SHORT TASK ->
In the blog post about pen pals and online friendship, why did the writer and Paqui stop writing to each other?

EXCERPTED PASSAGE ->
When I was growing up, in classes in school and through magazines, "pen pals" would be advertised. For awhile in 9th grade, I had a pen pal named Paqui from Valencia, Spain. We gave up, though, because we both had to have someone translate our respective letters. I also had a pen pal in Michigan, which relationship began when I met her one summer when visiting my Dad. That didn't last, either.

Adrienne has a post up urging everyone to, for once, get a pen out and WRITE to people...put pen to actual paper or cardstock, and trace, with the ink from the pen, lines that comprise words and sentences and paragraphs, then actually send it by REAL mail. Fr. V., too, laments the lack of handwritten letters which in the past forged such a connection between people. In this age of technology, how many of us receive WRITTEN letters as opposed to electronically-generated bills and advertisements every day?

I know I rarely receive anything handwritten. If I do, it's a card for a holiday from Mom or an Aunt. And as I have admitted before and do so again...I'm horrible at even sending cards!


UKOK has a wonderful post up, an invitation to share with her our true images; what we really look like, so she can place a face to our words. It's a brilliant idea, but I hesitate to carry out the same thing; because I fear if I do, I will have to "come out" here and reveal my true identity.

I did go ahead and send her a photo of myself, as did many other people, via email. Because even we, the Great Anonymous Bloggers, have a desire to make true connections, to see each other, to place a name with a face, to humanize those we are meeting in this area of penpalship greatly accelerated by the advances of technology.

There are a few who know who I really am; we've met in person, or maybe exchanged photos and names and addresses. And I value all of these friendships; indeed, once we take that step, it takes our relationship from a superficial "internet friend" to a level approaching true friendship.

Several years ago, I was involved in a writing website, and there were some people I would have called "friends", although our values were different, although our perspective on life was different, although we had neither seen each other nor would we ever be likely to do so. The site began a series of annual conventions, which are even today enormously popular, and turned those superficial friends into real friends. I do think such a thing is beautiful; for who are your friends but those who share your interests?

I think that, had I gone to that convention, I would have had a great time, but in all honesty, it's unlikely I would have maintained contact with anyone. Because my "friends" there were not really based upon any solid foundation, but upon our interest in writing and in writing about similar things. With some, there was a bond of faith...very generally. (I was at the beginning of my conversion at the time.) With others, it was friendly "chat", which often resulted in revealing a difference of fundamental beliefs, of which we agreed to disagree.

Those kinds of connections with people are fine...but they aren't really "friendships" and I knew it then, and know it now.


When I first entered the world of the internet, I was very cautious; I did not want to put my true name or my face out there, for fear it would be used against me. What if I said something stupid? What if a psychospaz found me and came after me? What if my identity was stolen?

COLLECTED MATERIAL ->

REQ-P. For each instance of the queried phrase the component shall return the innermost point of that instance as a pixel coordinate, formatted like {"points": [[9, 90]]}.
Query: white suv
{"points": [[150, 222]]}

ANSWER TO THE EXERCISE ->
They both had to have someone translate their letters.